Turn the material below into a Markdown table with a Number column giving each line's position and a Text column holding the line itself. Omit blank lines.
____ EXTRACTED DATA
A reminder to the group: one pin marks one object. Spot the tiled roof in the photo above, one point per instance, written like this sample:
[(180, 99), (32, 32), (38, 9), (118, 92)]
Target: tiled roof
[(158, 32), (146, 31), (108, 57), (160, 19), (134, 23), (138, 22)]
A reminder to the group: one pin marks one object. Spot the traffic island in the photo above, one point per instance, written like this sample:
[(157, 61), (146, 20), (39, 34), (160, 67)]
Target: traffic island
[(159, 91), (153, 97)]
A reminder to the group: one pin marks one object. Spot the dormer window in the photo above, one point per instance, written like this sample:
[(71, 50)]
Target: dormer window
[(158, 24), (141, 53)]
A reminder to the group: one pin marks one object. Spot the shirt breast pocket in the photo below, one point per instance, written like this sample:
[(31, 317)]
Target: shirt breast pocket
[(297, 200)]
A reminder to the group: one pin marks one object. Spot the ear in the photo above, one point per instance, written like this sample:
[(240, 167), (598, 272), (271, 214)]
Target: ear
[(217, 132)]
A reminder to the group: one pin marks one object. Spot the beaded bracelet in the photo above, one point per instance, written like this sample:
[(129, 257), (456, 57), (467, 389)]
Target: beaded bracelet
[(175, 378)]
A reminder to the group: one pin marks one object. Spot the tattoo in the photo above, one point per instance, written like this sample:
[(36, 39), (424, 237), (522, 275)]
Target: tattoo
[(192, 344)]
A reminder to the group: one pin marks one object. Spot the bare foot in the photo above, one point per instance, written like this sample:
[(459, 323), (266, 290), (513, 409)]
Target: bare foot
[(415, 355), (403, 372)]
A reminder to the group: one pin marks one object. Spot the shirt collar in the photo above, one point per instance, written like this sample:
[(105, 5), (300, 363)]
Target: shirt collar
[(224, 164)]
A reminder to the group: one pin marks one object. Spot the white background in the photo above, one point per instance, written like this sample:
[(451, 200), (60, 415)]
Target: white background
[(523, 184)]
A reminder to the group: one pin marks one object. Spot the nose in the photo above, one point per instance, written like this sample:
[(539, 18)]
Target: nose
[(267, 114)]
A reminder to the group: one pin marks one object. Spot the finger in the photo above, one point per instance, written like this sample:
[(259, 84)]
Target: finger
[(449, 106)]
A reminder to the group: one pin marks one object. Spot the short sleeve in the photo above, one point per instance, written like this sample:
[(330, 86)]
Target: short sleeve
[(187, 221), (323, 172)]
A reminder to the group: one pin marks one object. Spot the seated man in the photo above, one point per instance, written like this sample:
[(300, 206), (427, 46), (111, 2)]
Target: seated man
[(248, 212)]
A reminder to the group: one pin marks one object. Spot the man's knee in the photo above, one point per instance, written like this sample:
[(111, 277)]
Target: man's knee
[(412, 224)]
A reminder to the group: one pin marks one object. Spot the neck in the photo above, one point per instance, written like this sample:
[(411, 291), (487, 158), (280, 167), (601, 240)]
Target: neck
________
(IN RESPONSE)
| Number | Text |
|---|---|
| 1 | A reminder to the group: one pin marks one object. Spot the tiled roof in the photo above, one point per instance, written like this sample: |
| 2 | [(180, 99), (32, 32), (38, 9), (118, 92)] |
| 3 | Target: tiled roof |
| 4 | [(158, 32), (146, 31), (108, 57), (160, 19), (134, 23), (138, 22)] |
| 5 | A reminder to the group: one pin marks one object. Spot the traffic island in the photo above, one point per instance, written like this sample: |
| 6 | [(157, 61), (146, 20), (39, 34), (160, 67)] |
| 7 | Target: traffic island |
| 8 | [(159, 91), (153, 97)] |
| 9 | A reminder to the group: one pin marks one object. Spot the dormer window in the photo above, one point per instance, written like this sample: |
| 10 | [(71, 50)] |
| 11 | Target: dormer window |
| 12 | [(158, 24), (141, 53)] |
| 13 | A reminder to the group: one pin marks one object. Spot the shirt breast pocket in the photo below, one point per instance, written like this sample: |
| 14 | [(31, 317)] |
| 15 | Target: shirt breast pocket |
| 16 | [(297, 200)] |
| 17 | A reminder to the group: one pin marks one object. Spot the ear in the photo above, one point per instance, written like this sample: |
| 18 | [(240, 167), (598, 272), (271, 214)] |
| 19 | Target: ear |
| 20 | [(217, 132)] |
| 21 | A reminder to the group: one pin marks one object. Spot the beaded bracelet in the photo above, one point per instance, written like this sample: |
| 22 | [(129, 257), (456, 57), (467, 389)] |
| 23 | Target: beaded bracelet |
| 24 | [(175, 378)] |
| 25 | A reminder to the group: one pin marks one object. Spot the tattoo in the photo above, one point per instance, written like this sample: |
| 26 | [(36, 39), (424, 237), (522, 275)] |
| 27 | Target: tattoo |
| 28 | [(192, 344)] |
| 29 | A reminder to the group: one pin marks one object. Spot the bare foot in the photo above, one point per instance, written like this sample: |
| 30 | [(459, 323), (266, 290), (513, 409)] |
| 31 | Target: bare foot |
| 32 | [(415, 355), (403, 372)] |
| 33 | A reminder to the group: one pin marks one object. Spot the shirt collar in the photo above, one point per instance, written like this sample: |
| 34 | [(105, 5), (300, 363)] |
| 35 | Target: shirt collar |
| 36 | [(224, 164)] |
| 37 | A reminder to the group: one pin marks one object. Spot the white background in the photo above, one point per instance, written like this sample: |
| 38 | [(451, 200), (60, 415)] |
| 39 | Target: white background |
| 40 | [(523, 184)] |
| 41 | A reminder to the group: one pin marks one object. Spot the nose in the photo above, one point per instance, written like this sample: |
| 42 | [(539, 18)] |
| 43 | Target: nose |
| 44 | [(267, 114)] |
| 45 | A reminder to the group: one pin marks one object. Spot the finger in the photo above, one point per instance, written like this sample: |
| 46 | [(259, 84)] |
| 47 | Target: finger |
| 48 | [(449, 106)] |
| 49 | A reminder to the group: one pin marks one object. Spot the short sleeve in the photo above, one point per instance, written like this sample: |
| 50 | [(330, 86)] |
| 51 | Target: short sleeve |
| 52 | [(187, 221), (323, 172)] |
| 53 | A reminder to the group: one pin marks one object. Spot the seated man in the photo above, one point per instance, written like this sample: |
| 54 | [(300, 206), (427, 46), (111, 2)] |
| 55 | Target: seated man |
| 56 | [(248, 212)] |
| 57 | A reminder to the group: one pin marks one object. Spot the man's knee in the photo above, one point per instance, written like this sample: |
| 58 | [(111, 277)] |
| 59 | Target: man's knee |
| 60 | [(412, 224)] |
| 61 | A reminder to the group: one pin marks one object. Spot the neck in the photo above, one point per instance, written like this sample: |
| 62 | [(411, 291), (487, 158), (280, 167), (601, 240)] |
| 63 | Target: neck |